Dataset items
-----
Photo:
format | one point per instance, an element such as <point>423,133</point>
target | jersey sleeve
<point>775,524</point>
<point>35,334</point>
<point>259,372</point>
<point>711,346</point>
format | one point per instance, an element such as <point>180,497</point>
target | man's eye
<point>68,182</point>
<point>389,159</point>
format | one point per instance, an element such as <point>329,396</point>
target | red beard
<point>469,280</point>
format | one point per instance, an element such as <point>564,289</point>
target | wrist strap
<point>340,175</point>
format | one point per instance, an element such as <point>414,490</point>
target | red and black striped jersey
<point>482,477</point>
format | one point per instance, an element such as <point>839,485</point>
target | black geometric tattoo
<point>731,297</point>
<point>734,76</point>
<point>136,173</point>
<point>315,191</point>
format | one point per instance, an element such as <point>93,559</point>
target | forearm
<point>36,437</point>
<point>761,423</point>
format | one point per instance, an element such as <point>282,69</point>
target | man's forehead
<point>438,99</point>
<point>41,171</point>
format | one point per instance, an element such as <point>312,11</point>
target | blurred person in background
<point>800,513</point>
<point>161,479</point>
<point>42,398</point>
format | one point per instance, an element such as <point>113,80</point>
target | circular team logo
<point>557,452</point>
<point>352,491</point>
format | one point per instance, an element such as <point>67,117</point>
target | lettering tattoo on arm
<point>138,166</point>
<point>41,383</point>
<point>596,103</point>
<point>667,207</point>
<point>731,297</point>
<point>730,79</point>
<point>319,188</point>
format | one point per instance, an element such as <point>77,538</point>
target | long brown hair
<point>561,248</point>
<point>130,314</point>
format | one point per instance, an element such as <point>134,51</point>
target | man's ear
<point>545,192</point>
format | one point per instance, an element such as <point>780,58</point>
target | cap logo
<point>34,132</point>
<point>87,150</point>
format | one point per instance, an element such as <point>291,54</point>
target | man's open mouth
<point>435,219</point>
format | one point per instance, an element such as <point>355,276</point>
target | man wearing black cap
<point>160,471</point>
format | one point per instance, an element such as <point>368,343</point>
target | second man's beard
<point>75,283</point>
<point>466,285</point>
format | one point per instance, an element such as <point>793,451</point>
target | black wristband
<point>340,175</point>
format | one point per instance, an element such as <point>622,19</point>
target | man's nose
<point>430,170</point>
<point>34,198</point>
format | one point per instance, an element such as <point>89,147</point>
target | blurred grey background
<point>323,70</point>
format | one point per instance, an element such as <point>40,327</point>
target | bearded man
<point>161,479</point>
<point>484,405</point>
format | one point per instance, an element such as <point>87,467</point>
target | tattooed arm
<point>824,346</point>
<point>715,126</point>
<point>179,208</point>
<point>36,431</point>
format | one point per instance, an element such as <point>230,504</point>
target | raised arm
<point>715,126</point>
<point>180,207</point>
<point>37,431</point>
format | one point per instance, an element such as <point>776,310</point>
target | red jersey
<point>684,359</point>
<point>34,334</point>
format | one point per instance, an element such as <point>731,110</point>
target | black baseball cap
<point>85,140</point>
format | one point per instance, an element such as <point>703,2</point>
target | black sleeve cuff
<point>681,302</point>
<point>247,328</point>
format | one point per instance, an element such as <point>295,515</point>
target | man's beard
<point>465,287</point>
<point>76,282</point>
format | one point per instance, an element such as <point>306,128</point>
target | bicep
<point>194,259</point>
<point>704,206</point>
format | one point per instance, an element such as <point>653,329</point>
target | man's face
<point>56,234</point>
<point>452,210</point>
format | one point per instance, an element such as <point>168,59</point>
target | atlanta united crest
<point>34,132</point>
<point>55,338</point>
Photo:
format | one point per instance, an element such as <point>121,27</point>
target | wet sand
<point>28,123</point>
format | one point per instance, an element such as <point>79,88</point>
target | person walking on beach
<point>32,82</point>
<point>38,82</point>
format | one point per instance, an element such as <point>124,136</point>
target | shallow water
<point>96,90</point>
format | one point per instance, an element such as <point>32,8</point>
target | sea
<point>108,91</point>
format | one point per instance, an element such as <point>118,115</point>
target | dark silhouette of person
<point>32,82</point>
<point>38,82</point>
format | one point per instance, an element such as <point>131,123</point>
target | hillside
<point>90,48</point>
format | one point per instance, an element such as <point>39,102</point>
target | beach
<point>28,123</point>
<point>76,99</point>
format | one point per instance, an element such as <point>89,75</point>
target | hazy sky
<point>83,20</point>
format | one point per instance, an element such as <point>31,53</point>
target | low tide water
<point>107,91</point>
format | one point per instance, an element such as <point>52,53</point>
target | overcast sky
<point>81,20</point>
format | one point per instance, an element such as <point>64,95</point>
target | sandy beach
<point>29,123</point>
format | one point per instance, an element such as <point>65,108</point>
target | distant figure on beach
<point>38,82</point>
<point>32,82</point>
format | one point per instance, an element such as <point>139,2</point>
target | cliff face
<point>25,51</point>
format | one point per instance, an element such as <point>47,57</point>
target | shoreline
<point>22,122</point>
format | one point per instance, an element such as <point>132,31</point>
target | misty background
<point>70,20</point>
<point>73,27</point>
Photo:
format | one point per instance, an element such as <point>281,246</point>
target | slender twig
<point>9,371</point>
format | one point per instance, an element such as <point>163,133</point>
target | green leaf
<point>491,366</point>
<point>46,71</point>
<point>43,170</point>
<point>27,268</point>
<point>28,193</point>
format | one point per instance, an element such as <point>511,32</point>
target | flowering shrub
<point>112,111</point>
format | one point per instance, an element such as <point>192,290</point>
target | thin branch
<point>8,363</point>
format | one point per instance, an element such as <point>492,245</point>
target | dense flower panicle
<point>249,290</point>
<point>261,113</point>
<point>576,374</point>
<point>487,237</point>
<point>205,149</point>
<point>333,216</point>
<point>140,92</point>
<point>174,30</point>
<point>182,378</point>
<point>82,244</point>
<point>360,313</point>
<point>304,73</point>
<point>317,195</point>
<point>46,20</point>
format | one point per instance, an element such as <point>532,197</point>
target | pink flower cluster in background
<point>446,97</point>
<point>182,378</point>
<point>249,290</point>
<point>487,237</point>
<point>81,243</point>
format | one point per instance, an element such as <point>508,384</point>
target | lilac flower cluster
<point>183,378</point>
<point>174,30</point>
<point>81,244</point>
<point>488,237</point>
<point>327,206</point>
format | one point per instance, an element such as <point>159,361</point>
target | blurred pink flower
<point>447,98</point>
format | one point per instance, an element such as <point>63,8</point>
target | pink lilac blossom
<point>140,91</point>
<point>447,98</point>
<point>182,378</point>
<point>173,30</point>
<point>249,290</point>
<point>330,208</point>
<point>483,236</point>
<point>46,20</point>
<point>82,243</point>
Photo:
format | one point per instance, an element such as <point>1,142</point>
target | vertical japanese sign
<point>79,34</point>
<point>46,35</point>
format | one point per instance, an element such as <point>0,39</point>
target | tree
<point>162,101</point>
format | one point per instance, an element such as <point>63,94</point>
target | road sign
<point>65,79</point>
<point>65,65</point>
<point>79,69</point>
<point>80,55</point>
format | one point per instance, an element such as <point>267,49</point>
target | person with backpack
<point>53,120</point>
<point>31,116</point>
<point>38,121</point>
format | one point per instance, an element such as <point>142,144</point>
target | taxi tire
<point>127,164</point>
-----
Prompt
Reproduce exactly the entries above, limited to the lines from the one with "target | vertical japanese sign" through the one with "such as <point>63,94</point>", both included.

Output for this task
target | vertical japanese sign
<point>79,34</point>
<point>46,35</point>
format | one point per instance, an element such as <point>0,39</point>
target | tree
<point>162,101</point>
format | one point per instance, an element such as <point>63,94</point>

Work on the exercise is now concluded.